(Beginning of DATA UNDER STUDY)
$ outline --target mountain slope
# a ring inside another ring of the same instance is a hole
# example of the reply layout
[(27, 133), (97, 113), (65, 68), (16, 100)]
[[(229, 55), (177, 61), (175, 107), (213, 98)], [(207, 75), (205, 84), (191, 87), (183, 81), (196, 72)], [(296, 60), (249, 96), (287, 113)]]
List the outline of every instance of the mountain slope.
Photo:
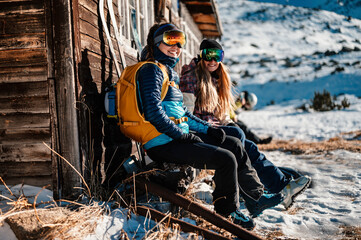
(End of DATA UNDER STUDY)
WHAT YOU ARE ASKED TO DO: Nothing beyond the line containing "[(27, 133), (97, 113), (65, 68), (16, 100)]" is to be output; the lines above, from the first one onward to that line, are to be transcribed exactly.

FINISHED EXERCISE:
$ outline --target mountain slope
# a ring inside another ring of the same instance is a hole
# example of the reply layout
[(27, 133), (97, 113), (65, 68), (16, 100)]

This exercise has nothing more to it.